- _Exercise prompt_: Copy the stretch of the listing from the line containing "Indicate one point per instance of the black" through the end of the listing, both ends included, with every request kept as is. Shift each x and y coordinate in the answers up by 53.

- _Material provided_:
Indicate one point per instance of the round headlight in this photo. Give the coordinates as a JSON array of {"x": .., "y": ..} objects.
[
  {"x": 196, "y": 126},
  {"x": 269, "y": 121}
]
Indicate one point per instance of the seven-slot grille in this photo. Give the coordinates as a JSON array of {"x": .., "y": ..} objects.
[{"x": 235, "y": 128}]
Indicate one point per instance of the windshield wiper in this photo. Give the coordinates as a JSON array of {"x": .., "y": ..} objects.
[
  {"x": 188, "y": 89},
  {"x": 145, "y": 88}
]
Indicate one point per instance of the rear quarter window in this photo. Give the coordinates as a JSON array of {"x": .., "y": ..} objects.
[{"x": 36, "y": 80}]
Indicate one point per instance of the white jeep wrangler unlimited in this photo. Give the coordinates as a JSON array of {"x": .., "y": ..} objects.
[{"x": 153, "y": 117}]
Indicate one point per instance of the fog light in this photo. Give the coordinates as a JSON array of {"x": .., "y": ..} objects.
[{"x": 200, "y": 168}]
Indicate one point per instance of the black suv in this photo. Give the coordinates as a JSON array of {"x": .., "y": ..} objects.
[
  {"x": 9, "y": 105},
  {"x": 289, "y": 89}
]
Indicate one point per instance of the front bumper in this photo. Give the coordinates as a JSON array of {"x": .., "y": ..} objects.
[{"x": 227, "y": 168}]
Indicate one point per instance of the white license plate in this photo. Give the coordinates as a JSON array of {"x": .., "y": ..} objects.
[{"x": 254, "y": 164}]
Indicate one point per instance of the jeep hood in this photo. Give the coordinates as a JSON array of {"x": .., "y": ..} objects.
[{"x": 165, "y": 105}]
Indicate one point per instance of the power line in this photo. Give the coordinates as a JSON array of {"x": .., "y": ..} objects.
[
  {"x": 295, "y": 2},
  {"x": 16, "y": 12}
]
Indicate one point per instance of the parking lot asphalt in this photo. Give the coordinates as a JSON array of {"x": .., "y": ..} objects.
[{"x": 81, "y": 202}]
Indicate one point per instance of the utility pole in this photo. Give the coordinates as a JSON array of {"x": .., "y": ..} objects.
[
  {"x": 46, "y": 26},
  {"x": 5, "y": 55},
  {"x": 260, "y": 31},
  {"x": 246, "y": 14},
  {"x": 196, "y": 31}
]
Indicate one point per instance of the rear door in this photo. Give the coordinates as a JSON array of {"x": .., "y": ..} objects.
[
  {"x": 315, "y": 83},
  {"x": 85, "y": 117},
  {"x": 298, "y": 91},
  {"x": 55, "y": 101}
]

- _Reply_:
Indicate one point per instance of the black suv in this photo. Give the coordinates as a JSON array of {"x": .., "y": ..} objects.
[
  {"x": 62, "y": 158},
  {"x": 342, "y": 142}
]
Indicate one point per instance of the front bumper in this photo. Give the coordinates as a JSON array of {"x": .., "y": ..} objects.
[{"x": 280, "y": 221}]
Indicate one point per instance of the white license plate in this photo. Give the coordinates as a JSON array of {"x": .., "y": ..} objects.
[{"x": 307, "y": 217}]
Indicate one point per instance of the jeep hood in this photo. Give the coordinates as a JSON array of {"x": .., "y": ..} objects.
[{"x": 218, "y": 158}]
Indicate one point per instance of the power line in this photo. Give the coordinates as a JSON array of {"x": .., "y": ..} objects.
[
  {"x": 348, "y": 55},
  {"x": 69, "y": 65}
]
Indicate one point per instance of the parking lot asphalt in this photo. Give the coordinates as a JSON array of {"x": .., "y": ..} objects.
[{"x": 134, "y": 255}]
Indicate one point per instance of the utility pole in this photo. Give the coordinates as a JSON array of {"x": .., "y": ..} objects.
[
  {"x": 99, "y": 79},
  {"x": 58, "y": 108},
  {"x": 313, "y": 84},
  {"x": 299, "y": 67},
  {"x": 249, "y": 84}
]
Indicate one point per instance of the rear door in this photo. Give the coordinates as a JSON array of {"x": .., "y": ..} objects.
[
  {"x": 368, "y": 136},
  {"x": 138, "y": 170},
  {"x": 351, "y": 144},
  {"x": 108, "y": 154}
]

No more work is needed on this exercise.